◆ Instructions for the task
All of the entries below need to be repeated exactly.

◆ Raw data
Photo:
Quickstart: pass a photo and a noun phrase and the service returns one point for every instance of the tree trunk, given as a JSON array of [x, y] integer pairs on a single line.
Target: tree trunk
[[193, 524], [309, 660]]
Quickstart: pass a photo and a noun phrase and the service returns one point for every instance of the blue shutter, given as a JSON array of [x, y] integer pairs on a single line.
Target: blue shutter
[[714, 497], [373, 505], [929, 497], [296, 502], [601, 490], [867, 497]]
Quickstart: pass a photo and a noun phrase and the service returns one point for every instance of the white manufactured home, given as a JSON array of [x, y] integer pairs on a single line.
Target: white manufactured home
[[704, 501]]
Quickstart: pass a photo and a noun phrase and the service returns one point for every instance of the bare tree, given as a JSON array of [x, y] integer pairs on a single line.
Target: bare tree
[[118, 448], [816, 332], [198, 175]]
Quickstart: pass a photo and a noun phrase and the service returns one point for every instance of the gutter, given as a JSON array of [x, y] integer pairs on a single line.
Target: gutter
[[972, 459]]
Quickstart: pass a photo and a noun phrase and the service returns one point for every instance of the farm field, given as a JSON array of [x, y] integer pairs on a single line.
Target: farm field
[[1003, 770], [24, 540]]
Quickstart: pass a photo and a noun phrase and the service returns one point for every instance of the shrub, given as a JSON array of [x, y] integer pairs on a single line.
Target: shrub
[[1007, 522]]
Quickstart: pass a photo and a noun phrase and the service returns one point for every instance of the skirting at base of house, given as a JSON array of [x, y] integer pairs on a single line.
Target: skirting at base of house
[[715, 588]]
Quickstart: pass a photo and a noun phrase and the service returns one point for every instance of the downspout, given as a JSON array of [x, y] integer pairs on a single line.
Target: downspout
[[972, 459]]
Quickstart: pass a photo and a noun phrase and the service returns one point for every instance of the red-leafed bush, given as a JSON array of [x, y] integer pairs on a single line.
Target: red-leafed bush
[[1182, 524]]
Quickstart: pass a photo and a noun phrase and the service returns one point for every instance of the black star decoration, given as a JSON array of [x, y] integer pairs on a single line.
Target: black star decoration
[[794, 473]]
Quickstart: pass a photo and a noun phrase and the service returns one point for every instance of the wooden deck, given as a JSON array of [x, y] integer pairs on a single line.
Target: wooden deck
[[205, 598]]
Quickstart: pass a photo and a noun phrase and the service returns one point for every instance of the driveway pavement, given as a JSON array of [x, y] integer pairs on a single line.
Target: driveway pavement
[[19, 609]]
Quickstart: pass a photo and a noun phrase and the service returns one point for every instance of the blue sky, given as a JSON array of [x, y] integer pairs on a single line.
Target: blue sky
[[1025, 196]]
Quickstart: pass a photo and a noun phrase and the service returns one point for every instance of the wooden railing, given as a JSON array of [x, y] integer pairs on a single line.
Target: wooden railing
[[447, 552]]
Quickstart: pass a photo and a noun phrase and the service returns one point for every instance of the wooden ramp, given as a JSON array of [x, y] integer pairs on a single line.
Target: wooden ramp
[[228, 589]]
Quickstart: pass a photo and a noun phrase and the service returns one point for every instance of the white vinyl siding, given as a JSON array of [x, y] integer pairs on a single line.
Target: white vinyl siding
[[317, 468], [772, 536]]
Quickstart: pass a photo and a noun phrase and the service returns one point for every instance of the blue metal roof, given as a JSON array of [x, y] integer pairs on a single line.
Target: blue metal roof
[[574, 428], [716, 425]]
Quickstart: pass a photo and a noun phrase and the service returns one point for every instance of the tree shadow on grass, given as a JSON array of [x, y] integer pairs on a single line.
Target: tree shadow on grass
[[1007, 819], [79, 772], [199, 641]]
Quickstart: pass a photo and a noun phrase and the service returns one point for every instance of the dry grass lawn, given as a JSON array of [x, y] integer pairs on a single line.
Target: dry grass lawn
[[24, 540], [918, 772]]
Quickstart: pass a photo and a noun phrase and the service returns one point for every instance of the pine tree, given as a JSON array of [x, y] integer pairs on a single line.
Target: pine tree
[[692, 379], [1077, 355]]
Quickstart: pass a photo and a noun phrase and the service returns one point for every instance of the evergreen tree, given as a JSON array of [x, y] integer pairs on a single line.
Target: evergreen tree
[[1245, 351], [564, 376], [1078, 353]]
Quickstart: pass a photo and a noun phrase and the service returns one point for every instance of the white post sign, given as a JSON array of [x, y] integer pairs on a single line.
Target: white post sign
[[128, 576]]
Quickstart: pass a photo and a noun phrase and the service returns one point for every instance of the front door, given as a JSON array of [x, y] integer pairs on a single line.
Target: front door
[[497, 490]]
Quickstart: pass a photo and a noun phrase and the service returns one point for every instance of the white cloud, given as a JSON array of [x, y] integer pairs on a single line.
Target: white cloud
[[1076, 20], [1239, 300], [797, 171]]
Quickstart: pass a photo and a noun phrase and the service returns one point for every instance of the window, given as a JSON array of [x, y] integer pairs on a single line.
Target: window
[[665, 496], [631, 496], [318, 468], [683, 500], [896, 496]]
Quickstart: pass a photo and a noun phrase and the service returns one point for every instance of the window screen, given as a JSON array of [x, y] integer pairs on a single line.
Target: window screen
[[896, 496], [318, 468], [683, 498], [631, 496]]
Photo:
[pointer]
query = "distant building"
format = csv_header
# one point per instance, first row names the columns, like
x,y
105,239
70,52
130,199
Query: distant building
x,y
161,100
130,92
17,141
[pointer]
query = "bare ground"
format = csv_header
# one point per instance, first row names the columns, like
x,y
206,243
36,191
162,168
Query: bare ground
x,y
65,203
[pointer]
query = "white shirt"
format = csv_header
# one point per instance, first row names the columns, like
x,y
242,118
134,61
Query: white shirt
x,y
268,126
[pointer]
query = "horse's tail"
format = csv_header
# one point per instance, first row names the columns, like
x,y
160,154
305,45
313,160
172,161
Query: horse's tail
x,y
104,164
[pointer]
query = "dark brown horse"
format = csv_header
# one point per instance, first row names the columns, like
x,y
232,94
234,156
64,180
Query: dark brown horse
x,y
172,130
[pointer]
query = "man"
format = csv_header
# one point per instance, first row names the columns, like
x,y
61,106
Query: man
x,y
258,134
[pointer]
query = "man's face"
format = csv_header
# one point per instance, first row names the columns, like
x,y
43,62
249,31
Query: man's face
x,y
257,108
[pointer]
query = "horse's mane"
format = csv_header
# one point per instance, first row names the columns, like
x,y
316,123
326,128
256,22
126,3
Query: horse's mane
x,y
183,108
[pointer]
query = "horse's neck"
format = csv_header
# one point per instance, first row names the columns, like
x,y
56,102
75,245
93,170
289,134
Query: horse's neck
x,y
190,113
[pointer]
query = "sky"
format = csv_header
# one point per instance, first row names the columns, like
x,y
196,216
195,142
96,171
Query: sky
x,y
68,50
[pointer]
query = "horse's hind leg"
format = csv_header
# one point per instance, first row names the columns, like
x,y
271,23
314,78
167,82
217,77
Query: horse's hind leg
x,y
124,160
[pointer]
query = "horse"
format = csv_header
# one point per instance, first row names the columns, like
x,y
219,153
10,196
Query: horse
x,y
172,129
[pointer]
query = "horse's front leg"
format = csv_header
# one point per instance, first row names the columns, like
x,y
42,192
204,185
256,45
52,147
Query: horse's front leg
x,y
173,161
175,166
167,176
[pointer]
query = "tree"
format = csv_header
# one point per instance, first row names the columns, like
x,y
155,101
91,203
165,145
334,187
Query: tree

◆ Answer section
Photo:
Quickstart: pass a photo and a noun phrase and the service returns one point for every instance of the tree trunk, given as a JSON array of [x, y] integer pairs on a single line.
Target: tree trunk
[[193, 524], [309, 660]]
Quickstart: pass a photo and a noun phrase and the service returns one point for every instance of the blue shutter, given as a JSON array of [x, y] integer pairs on a single line.
Target: blue shutter
[[714, 497], [373, 505], [929, 497], [296, 502], [601, 490], [867, 497]]
Quickstart: pass a photo and a noun phrase and the service returns one point for every instance of the white manufactured home, given as a JSON array of [x, y] integer pairs on a single line.
Target: white manufactured home
[[704, 501]]
Quickstart: pass a photo and a noun phrase and the service returns one point for every instance of the bare tree, given as a JSON array of [x, y] integer pairs on a single line.
Target: bare tree
[[118, 448], [816, 332], [198, 175]]
Quickstart: pass a photo and a noun phrase and the service returns one point for every instance of the gutter, given as a JSON array of [x, y] integer pairs on a single line.
Target: gutter
[[972, 459]]
Quickstart: pass a photo and a noun phrase and the service returns one point for every instance of the farm field, given as a JSON array of [x, y] integer pairs on a single line.
Target: farm field
[[1003, 770], [24, 540]]
Quickstart: pass a photo and a noun phrase and the service returns one point for every instance of the shrub, given as a JSON array of [x, y] integer pairs on a single line.
Target: shrub
[[1007, 522]]
Quickstart: pass a photo and a noun phrase and the service returns one point for every instance of the skirting at base of house, given as a JSON array of [x, y] integer pairs on a single line.
Target: skirting at base of house
[[715, 588]]
Quickstart: pass a photo and a noun phrase and the service returns one point for every instance of the downspout, given as a JSON array of [x, y] integer pairs on a single line.
Target: downspout
[[972, 459]]
Quickstart: pass a photo and a noun phrase and the service returns one point for every instance of the red-leafed bush, given as a JSON array of [x, y] integer pairs on a single line.
Target: red-leafed bush
[[1182, 524]]
Quickstart: pass a photo and a noun phrase and the service returns one point for every instance of the black star decoration, given as a JSON array of [x, y] integer pairs on a single line.
Target: black star decoration
[[794, 473]]
Quickstart: pass a photo and a noun phrase and the service returns one point for every instance of the wooden deck, given as a JSON array of [x, y] integer pairs on a single line.
Target: wooden deck
[[205, 598]]
Quickstart: pass a photo and a noun phrase and the service returns one point for every instance of the driveway pavement, given as a JSON array of [x, y] integer pairs on a single line.
Target: driveway pavement
[[19, 609]]
Quickstart: pass a photo and a noun phrase and the service returns one point for every instance of the blue sky, given as a JSON array of [x, y] integer pairs on a single line.
Target: blue sky
[[1025, 196]]
Quickstart: pass a photo and a noun phrase and the service returns one point for every instance of the wooden railing, given as a JSON array of [x, y] integer pairs on a single line.
Target: wooden railing
[[447, 552]]
Quickstart: pass a photo and a noun phrase and the service returns one point for every instance of the wooden ramp, given as a JSON array of [x, y] integer pairs on a single line.
Target: wooden ramp
[[228, 589]]
Quickstart: pass a photo and a noun phrase and the service returns one point for every instance of the white vinyl siding, given as a JSON array of [x, y] integer pairs on a single line.
Target: white vinyl siding
[[317, 468], [772, 536]]
Quickstart: pass a photo and a noun phrase and the service returns one point for every instance of the blue metal roof, given as a JSON array of [x, y] integer pairs on a single line.
Target: blue metal roof
[[574, 428], [716, 425]]
Quickstart: pass a photo and a noun phrase and the service returns one point for every instance of the tree shadow on grass, given as a JSON array of [x, y] integer pairs on a single line.
Target: tree shadow on grass
[[1007, 819], [79, 772], [199, 641]]
Quickstart: pass a photo and a noun phrase and the service returns one point for every instance of the dry grass lawn, given as a JSON array of [x, y] integer pairs on a single line.
Target: dry grass lawn
[[24, 540], [918, 772]]
Quickstart: pass a photo and a noun phrase and the service returns one point for every instance of the pine tree, given as a JSON array of [x, y] integer pairs on a single line.
Target: pine tree
[[692, 379], [1077, 355]]
Quickstart: pass a photo and a noun phrase and the service returns one point for every instance of the evergreen tree, given as a JSON array of [x, y] integer pairs on a single line.
Target: evergreen tree
[[1245, 351], [564, 376], [1078, 353]]
Quickstart: pass a photo and a noun phrase and the service returns one point for every instance of the white post sign, given as a JSON array of [x, y] integer pairs on a single line.
Target: white post sign
[[128, 576]]
Quickstart: pass a photo and a noun phrase and the service returns one point for every instance of the front door, given as a JSON array of [x, y] integer pairs on a single line.
Target: front door
[[497, 490]]
Quickstart: pass a photo and a noun phrase and the service returns one point for every instance of the white cloud, given as a JSON array of [x, y] integer pairs on a single line.
Target: white cloud
[[1076, 20], [1239, 300], [797, 171]]
Quickstart: pass a photo and a noun phrase and the service returns one point for every instance of the window, given as a JSON array of [x, y] integer pairs on a single line.
Target: window
[[665, 496], [631, 496], [318, 468], [683, 500], [896, 496]]
Quickstart: pass a photo and a noun phrase and the service returns one point for every instance of the window screen, given as a JSON array of [x, y] integer pairs on a single line.
Target: window screen
[[896, 496], [318, 468], [683, 498], [631, 496]]
Photo:
[pointer]
query = "distant building"
format = csv_header
# one point per instance, first row names the columns, like
x,y
105,239
70,52
130,199
Query: distant building
x,y
161,100
130,92
17,141
[pointer]
query = "bare ground"
format = csv_header
# one point per instance, first row names the columns, like
x,y
206,243
36,191
162,168
Query: bare ground
x,y
65,203
[pointer]
query = "white shirt"
format = csv_header
# one point per instance, first row names the columns, like
x,y
242,118
134,61
Query: white shirt
x,y
268,126
[pointer]
query = "horse's tail"
format = csv_header
# one point per instance, first row names the columns, like
x,y
160,154
305,45
313,160
172,161
Query: horse's tail
x,y
104,164
[pointer]
query = "dark brown horse"
format = csv_header
# one point per instance, first row names the columns, like
x,y
232,94
234,156
64,180
Query: dark brown horse
x,y
172,130
[pointer]
query = "man"
format = csv_header
# one point per instance, first row names the columns, like
x,y
61,106
Query: man
x,y
258,134
[pointer]
query = "man's face"
format = csv_header
# one point per instance, first row names the columns, like
x,y
43,62
249,31
Query: man's face
x,y
257,108
[pointer]
query = "horse's mane"
format = csv_header
# one point per instance, first row names the columns, like
x,y
316,123
326,128
256,22
126,3
Query: horse's mane
x,y
183,108
[pointer]
query = "horse's neck"
format = csv_header
# one point per instance, first row names the columns, like
x,y
56,102
75,245
93,170
289,134
Query: horse's neck
x,y
190,113
[pointer]
query = "sky"
format = csv_header
# one point per instance, first row names the columns, like
x,y
196,216
195,142
96,171
Query: sky
x,y
68,50
[pointer]
query = "horse's hind leg"
format = csv_header
# one point per instance, first row names the columns, like
x,y
271,23
314,78
167,82
217,77
Query: horse's hind leg
x,y
124,160
[pointer]
query = "horse"
format = csv_header
# one point per instance, first row names the columns, like
x,y
219,153
10,196
Query: horse
x,y
172,129
[pointer]
query = "horse's front leg"
format = csv_header
# one point per instance, first row names the columns, like
x,y
42,192
204,185
256,45
52,147
Query: horse's front leg
x,y
173,161
175,166
167,176
[pointer]
query = "tree"
format = csv_header
# one point per instance, first row names the columns, like
x,y
155,101
91,203
165,145
334,187
Query: tree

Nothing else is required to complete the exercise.